- **STATED GOAL**
Every line from the one containing "Where can the man's gray" to the final line of the material below must be reproduced exactly; leave out all other lines.

- **TASK INPUT**
»»

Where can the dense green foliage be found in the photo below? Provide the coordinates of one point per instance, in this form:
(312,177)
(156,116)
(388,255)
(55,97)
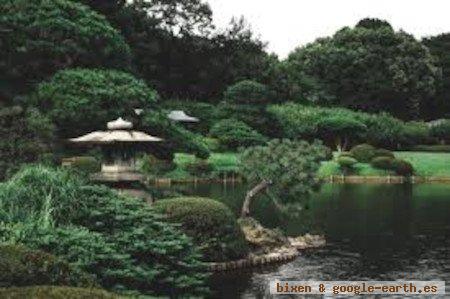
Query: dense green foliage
(20,266)
(338,131)
(53,292)
(290,165)
(439,46)
(346,163)
(210,223)
(40,37)
(372,68)
(233,134)
(382,130)
(247,92)
(363,152)
(82,100)
(25,136)
(104,234)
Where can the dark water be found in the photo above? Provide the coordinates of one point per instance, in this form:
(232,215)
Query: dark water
(374,232)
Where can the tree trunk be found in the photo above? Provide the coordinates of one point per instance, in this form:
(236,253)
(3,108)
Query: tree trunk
(251,194)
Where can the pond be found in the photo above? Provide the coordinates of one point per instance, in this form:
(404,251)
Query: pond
(374,232)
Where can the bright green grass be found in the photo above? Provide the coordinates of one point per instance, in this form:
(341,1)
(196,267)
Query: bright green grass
(425,164)
(221,162)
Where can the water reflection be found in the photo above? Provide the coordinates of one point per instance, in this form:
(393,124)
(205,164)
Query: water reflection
(374,232)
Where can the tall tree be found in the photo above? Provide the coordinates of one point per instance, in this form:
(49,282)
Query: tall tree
(440,47)
(369,67)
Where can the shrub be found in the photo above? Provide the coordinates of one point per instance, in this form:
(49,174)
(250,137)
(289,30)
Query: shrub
(247,92)
(121,240)
(441,130)
(381,152)
(382,162)
(20,266)
(210,223)
(199,167)
(403,167)
(346,161)
(233,134)
(25,137)
(363,152)
(81,100)
(53,292)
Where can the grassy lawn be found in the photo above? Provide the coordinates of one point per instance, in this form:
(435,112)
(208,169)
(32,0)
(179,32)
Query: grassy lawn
(425,164)
(221,162)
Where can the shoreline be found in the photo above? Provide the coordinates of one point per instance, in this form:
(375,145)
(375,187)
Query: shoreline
(333,179)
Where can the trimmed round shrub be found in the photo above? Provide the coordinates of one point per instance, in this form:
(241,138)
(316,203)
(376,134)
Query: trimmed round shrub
(25,137)
(441,130)
(402,167)
(53,292)
(363,152)
(247,92)
(40,37)
(233,134)
(20,266)
(211,224)
(121,240)
(381,152)
(85,165)
(382,162)
(82,100)
(151,165)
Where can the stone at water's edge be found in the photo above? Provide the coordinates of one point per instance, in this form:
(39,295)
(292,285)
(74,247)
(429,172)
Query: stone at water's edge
(268,246)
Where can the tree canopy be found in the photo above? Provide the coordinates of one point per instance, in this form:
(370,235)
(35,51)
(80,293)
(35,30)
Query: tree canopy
(40,37)
(369,67)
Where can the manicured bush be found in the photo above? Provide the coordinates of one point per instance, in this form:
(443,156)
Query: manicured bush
(233,134)
(210,223)
(441,130)
(383,162)
(121,240)
(346,154)
(199,167)
(402,167)
(381,152)
(346,163)
(85,165)
(247,92)
(40,37)
(340,131)
(20,266)
(53,292)
(363,152)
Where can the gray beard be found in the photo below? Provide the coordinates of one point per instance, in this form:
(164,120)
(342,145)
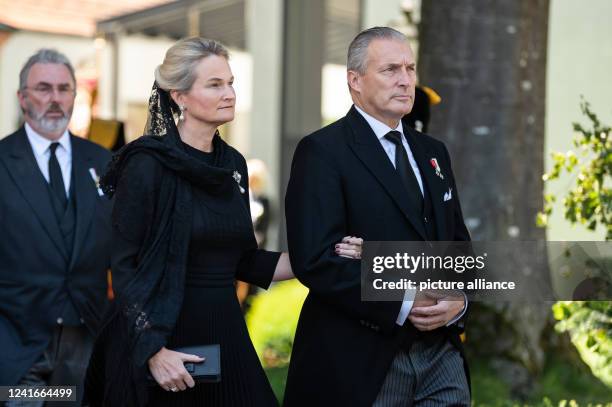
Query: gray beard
(52,125)
(48,125)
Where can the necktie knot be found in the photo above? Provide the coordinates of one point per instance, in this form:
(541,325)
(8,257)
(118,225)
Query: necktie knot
(395,137)
(53,147)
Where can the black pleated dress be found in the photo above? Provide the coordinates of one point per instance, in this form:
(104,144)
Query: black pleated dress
(220,252)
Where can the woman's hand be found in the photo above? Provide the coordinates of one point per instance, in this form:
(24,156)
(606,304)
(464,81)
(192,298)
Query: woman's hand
(168,370)
(350,247)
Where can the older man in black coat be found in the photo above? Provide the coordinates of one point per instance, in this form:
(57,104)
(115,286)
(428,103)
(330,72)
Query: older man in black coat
(55,244)
(371,176)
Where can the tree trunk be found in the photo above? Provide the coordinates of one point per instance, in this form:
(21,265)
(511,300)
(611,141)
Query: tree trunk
(487,60)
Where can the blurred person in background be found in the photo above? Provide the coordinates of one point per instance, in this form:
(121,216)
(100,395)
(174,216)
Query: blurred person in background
(182,234)
(55,244)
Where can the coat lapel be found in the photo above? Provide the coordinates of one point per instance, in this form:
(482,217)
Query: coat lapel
(22,166)
(84,189)
(437,187)
(369,150)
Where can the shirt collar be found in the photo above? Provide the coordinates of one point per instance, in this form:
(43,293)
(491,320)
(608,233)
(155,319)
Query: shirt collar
(379,128)
(40,144)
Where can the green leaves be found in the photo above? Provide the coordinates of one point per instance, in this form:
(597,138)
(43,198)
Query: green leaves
(589,200)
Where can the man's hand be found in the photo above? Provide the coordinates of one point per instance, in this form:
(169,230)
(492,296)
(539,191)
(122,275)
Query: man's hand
(427,315)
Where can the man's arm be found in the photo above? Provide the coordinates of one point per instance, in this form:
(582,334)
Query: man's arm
(316,212)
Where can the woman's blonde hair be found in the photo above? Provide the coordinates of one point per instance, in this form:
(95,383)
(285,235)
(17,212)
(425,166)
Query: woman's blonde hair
(177,72)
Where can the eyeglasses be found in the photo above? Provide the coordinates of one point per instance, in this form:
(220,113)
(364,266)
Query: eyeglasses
(47,90)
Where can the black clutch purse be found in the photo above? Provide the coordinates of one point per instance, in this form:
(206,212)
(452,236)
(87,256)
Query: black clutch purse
(208,371)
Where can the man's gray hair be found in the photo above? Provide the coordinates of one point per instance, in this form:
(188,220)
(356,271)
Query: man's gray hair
(357,58)
(44,56)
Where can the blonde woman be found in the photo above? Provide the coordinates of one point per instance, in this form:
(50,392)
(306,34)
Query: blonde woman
(182,236)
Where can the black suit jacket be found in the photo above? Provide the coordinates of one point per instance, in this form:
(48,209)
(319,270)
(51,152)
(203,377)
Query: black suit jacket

««

- **IN RESPONSE**
Where can the man's gray hair be found in the photo above? Provide the coordinates of one point per instance, in this form:
(188,220)
(356,271)
Query: man's gray hair
(357,58)
(44,56)
Where can the blonde woman be found in the photo above? Provide the coordinates of one point per instance, in this form:
(50,392)
(306,34)
Query: blonde woman
(182,236)
Where can the black suit jacket be found in the photo above? Provide the coordinates of one point per instance, in this form:
(48,209)
(319,270)
(51,152)
(203,377)
Query: black suit jacket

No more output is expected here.